Directions for this task | Pull every line of text from the material below and reproduce it word for word, leaving out the pictures.

>> start Information supplied

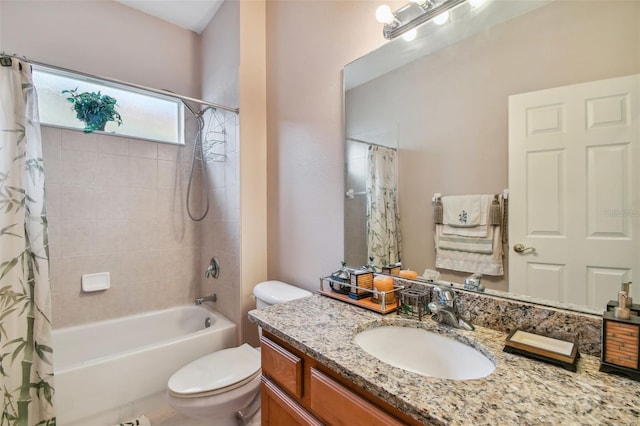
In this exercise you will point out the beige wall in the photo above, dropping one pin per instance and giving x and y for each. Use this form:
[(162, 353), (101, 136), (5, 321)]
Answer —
[(308, 44), (253, 151), (221, 228), (450, 108), (103, 38)]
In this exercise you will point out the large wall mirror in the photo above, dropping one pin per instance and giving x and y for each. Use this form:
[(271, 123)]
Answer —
[(441, 104)]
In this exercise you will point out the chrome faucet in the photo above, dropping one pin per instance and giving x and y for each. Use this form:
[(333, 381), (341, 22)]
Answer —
[(201, 300), (445, 309)]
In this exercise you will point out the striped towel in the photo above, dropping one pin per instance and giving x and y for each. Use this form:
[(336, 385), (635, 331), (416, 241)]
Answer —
[(466, 244)]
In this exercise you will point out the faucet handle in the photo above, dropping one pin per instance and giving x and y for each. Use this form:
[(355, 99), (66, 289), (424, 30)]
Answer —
[(445, 296)]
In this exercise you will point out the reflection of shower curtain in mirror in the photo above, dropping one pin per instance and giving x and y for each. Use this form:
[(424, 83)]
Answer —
[(383, 218)]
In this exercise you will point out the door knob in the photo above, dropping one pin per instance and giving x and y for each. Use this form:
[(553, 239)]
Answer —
[(520, 248)]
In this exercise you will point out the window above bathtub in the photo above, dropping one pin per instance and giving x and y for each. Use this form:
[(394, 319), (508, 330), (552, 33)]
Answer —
[(145, 115)]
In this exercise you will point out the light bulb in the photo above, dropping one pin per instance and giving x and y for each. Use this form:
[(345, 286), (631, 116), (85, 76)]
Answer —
[(476, 3), (410, 35), (384, 14), (442, 18)]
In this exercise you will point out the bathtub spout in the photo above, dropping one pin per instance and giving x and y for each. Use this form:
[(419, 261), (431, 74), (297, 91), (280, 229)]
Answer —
[(201, 300)]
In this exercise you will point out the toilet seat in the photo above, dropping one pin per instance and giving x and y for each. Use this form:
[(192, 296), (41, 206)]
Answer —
[(216, 373)]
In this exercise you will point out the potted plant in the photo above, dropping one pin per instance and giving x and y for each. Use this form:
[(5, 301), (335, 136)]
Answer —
[(94, 109)]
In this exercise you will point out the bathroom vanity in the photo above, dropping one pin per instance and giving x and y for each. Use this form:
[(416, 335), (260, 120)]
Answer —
[(314, 373)]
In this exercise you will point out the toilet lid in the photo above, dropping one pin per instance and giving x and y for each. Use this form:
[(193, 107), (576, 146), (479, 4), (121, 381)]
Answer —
[(219, 370)]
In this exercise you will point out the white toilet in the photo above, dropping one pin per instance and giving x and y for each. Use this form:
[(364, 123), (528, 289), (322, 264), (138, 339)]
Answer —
[(220, 384)]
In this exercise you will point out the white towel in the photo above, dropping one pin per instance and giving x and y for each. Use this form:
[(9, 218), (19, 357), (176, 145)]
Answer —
[(477, 223), (138, 421), (465, 261)]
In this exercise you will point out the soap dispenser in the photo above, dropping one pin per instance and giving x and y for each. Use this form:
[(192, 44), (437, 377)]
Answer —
[(622, 311), (621, 339)]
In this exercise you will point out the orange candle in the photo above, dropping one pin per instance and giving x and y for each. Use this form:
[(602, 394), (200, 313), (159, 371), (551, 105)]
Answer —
[(409, 274), (384, 283)]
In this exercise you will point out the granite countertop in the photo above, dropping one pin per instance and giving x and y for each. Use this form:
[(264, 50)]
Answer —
[(520, 391)]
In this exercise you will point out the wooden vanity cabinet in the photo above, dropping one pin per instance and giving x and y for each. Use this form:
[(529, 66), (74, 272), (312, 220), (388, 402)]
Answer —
[(298, 390)]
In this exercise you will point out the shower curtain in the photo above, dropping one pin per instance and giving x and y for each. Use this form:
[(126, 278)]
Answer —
[(383, 219), (26, 366)]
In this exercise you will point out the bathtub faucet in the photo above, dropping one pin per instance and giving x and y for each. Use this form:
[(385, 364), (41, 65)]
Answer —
[(201, 300)]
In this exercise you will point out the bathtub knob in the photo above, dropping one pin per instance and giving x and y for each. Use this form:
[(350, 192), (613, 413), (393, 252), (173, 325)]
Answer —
[(213, 270)]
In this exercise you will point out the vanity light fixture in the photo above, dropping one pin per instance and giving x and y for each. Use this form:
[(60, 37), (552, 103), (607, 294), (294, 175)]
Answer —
[(417, 12)]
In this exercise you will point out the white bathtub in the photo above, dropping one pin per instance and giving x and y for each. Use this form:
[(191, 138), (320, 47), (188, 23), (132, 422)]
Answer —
[(110, 371)]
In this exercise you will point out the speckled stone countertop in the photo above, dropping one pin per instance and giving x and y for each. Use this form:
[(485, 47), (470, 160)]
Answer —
[(520, 391)]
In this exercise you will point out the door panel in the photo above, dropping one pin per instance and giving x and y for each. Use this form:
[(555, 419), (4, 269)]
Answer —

>> end Information supplied

Worked answer |
In this exercise you will point out the beige wall in the photo above, dropping one pin per instance and giving x and y for each. Use this form:
[(162, 353), (101, 136), (5, 321)]
Answer —
[(308, 44), (253, 151), (221, 228), (450, 108), (103, 38)]
In this exercise you will point out the large wall mirror in the photo above, dropping one pin per instance and giving x and y for each. Use this form:
[(271, 123)]
Answer —
[(441, 104)]
In this exercise you will point out the chrome faucet in the photo above, dropping one pin per instance and giving x and y for each. Use this form:
[(333, 381), (341, 22)]
Answer —
[(201, 300), (445, 309)]
In this exercise you will point out the striped towel in the photo above, dropping one pin per instance and giving x and y for each. Use this form:
[(336, 385), (635, 331), (416, 241)]
Answer —
[(466, 244)]
In this exercise you will point out the faucet handle in the photo above, dropping one pin per instance and giving x and y for each. Use this form:
[(355, 99), (66, 289), (424, 30)]
Answer —
[(445, 296)]
In this exercise you will point out the reflection of shower curtain in mirror in the photo above, dropping one pin per instance and giving x and y for each. Use this form:
[(424, 83)]
Answer —
[(383, 218)]
In this exercise you will point out the door knob in the photo above, dropping one pin per instance and giving x and y for each. Use this form:
[(553, 239)]
Answer —
[(520, 248)]
In this exercise you will point out the window above bathtub in the photo above, dropping one pin per instance and giving x and y for each. Use this form:
[(394, 319), (508, 330), (552, 33)]
Answer —
[(145, 115)]
In this exercise you will point out the light bulb in the photo above, dropping one pin per instance and giving x and y for each. Use this form:
[(345, 286), (631, 116), (85, 76)]
Answer —
[(476, 3), (410, 35), (384, 14), (442, 18)]
In this exercise you will point out the bathtub spout in the photo above, dropping one pin per instance and giving x and y for each. Use this form:
[(419, 261), (431, 74), (297, 91), (280, 229)]
Answer —
[(201, 300)]
In this exercise you will point out the toilet seat in the photo above, dropping one pin per instance and giving x and y for each. Use this form:
[(192, 296), (41, 206)]
Answer —
[(216, 373)]
In this exercise you will point out the potted plant in the photo above, dropping one pin per instance and giving x and y for each. Use this form:
[(5, 301), (335, 136)]
Answer —
[(94, 109)]
In this exercise you will point out the bathroom vanity in the photo above, dropping one pin per instance and giving x and y for each. Use this form:
[(416, 335), (260, 120)]
Answer —
[(314, 373)]
In this exercise you will point out the toilet lid in the photo above, dropping one pin per instance and giving x and y for each. Use this form:
[(193, 107), (576, 146), (479, 4), (121, 381)]
Answer —
[(219, 370)]
In this exercise you will point out the white toilet in the photo above, dropping one pin per instance and giving x and y for each. Use this form:
[(364, 123), (528, 289), (322, 264), (138, 339)]
Answer —
[(220, 384)]
In this exercise you will point out the white towel in the photo above, dropping one pin per instance and giving x and y for each. Use this form:
[(9, 218), (19, 357), (176, 145)]
Answer —
[(477, 223), (138, 421), (465, 261)]
In this exercise you will point out the soap dispenser in the photo above, dropping one pin per instance and giving x and y for each. Use this form:
[(192, 44), (437, 377)]
Answer —
[(622, 311), (621, 339)]
In this exercise you will point out the orange candle in the photo above, dropping one pin per instance and giving x and y for each. Use this form:
[(602, 394), (200, 313), (159, 371), (551, 105)]
Answer —
[(409, 274), (384, 283)]
In this exercise you will point out the granite countertop in the photo above, dropping one pin per instance and giving x and y for each. Use this form:
[(264, 50)]
Answer —
[(520, 391)]
In this exercise you will point out the wooden vanity cabinet in the photo above, dropping one pin per instance and giving x and y for each. Use this form:
[(529, 66), (74, 272), (312, 220), (388, 402)]
Answer —
[(298, 390)]
In this exercise you will point out the shower curtain in the photo above, dropping one pin per instance and giving x and y for each. Use this form:
[(126, 278)]
Answer —
[(383, 219), (26, 366)]
In this exercise you will point out the bathtub faucet in the photo above, dropping one pin per instance and giving x and y for each. Use this form:
[(385, 364), (41, 65)]
Answer —
[(201, 300)]
In this exercise you will point out the bathtub knob in the photo above, dropping one pin per instance and giving x and y for each. Use this form:
[(350, 192), (613, 413), (393, 252), (173, 325)]
Answer —
[(213, 270)]
In this exercise you will point out the vanity light fixture in the photo above, dropping one pin per instance and giving x and y for each. Use this form:
[(60, 37), (552, 103), (607, 294), (294, 175)]
Answer —
[(417, 12)]
In this exercise you will point out the white bathtub in the photo above, dropping one pin per instance and giving x and y for each. Use this form:
[(191, 138), (320, 47), (188, 23), (132, 422)]
Answer —
[(110, 371)]
In this exercise you will point out the speckled stone countertop in the photo above, dropping one pin per instance and giving x and y for each. Use this form:
[(485, 47), (470, 160)]
Answer —
[(520, 391)]
In this exercise you will point out the door panel in the photo above, dropping one pin per instance and giving x and y for each. Use this form:
[(555, 419), (4, 269)]
Answer —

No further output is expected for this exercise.